- _TASK_
Condense the paragraph beginning "One other thing ought to be borne in mind" in the speech on silver coinage below into a short bulleted list that keeps its main points.

- _SOURCE EXTRACT_
## start

I do not wish to be understood as taking the position that the Secretary of the Treasury may not acquire and use silver coin for the purpose of resuming specie payments in case the resumption law shall not be repealed, for I maintain no such proposition.  My purpose is simply to show that the Senate amendment, which provides for coinage on Government account, affords him no more aid or facilities in that respect than would be afforded by a system of perfectly free and unlimited coinage on private account.  Under either system he might acquire the silver coin for that purpose in two ways:  first, by setting it apart out of any surplus revenues that might come into the Treasury, and, secondly, by issuing bonds and selling them for coin ---not bullion--- in the market.  Every gentleman who reflects upon the subject will, I think, acknowledge that his right to acquire silver coin by these methods, and his opportunities to acquire it, would be precisely the same under the House bill as under the Senate amendment, and, if this be so, the attempt to draw a contrast between the two measures in this respect, and to convince the people that they have been again thwarted and cheated, must certainly fail, and ought to be abandoned.

One other thing ought to be borne in mind in this connection.  If the Secretary of the Treasury has the right, as the gentleman from Ohio appears to think he has, to issue bonds for the purchase of silver bullion to be coined for resumption purposes, it is clear that all such purchases and all such coinage must be in addition to the purchases and coinage authorized and required by the amendment under consideration, because all such purchases and coinage must take place under a different law, and for a different object from that contemplated by this amendment.  This measure is not an amendment to the resumption act.  It is entirely new and independent legislation upon a different subject and for a different purpose.  The power of the Secretary of the Treasury to issue and sell bonds for any purpose whatever is neither diminished nor enlarged by it, and to say that he will attempt to substitute the obligations of the Government for a plain appropriation of money is simply to assert that he will deliberately violate his official oath and subject himself to impeachment and removal.

## end

- _DATASET SECTION_

## start

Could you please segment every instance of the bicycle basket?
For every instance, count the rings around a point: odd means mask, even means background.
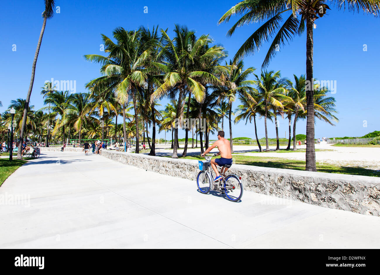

## end

- _WRITTEN RESPONSE_
- If the Secretary of the Treasury may issue bonds to buy silver bullion for coinage for resumption, those purchases and that coinage would come on top of what the amendment requires, since they would fall under a different law and serve a different object.
- The measure does not amend the resumption act. It is new, independent legislation on a different subject and for a different purpose.
- It neither reduces nor expands the Secretary's power to issue and sell bonds.
- Saying he would replace a plain appropriation of money with government obligations means saying he would knowingly break his official oath and risk impeachment and removal.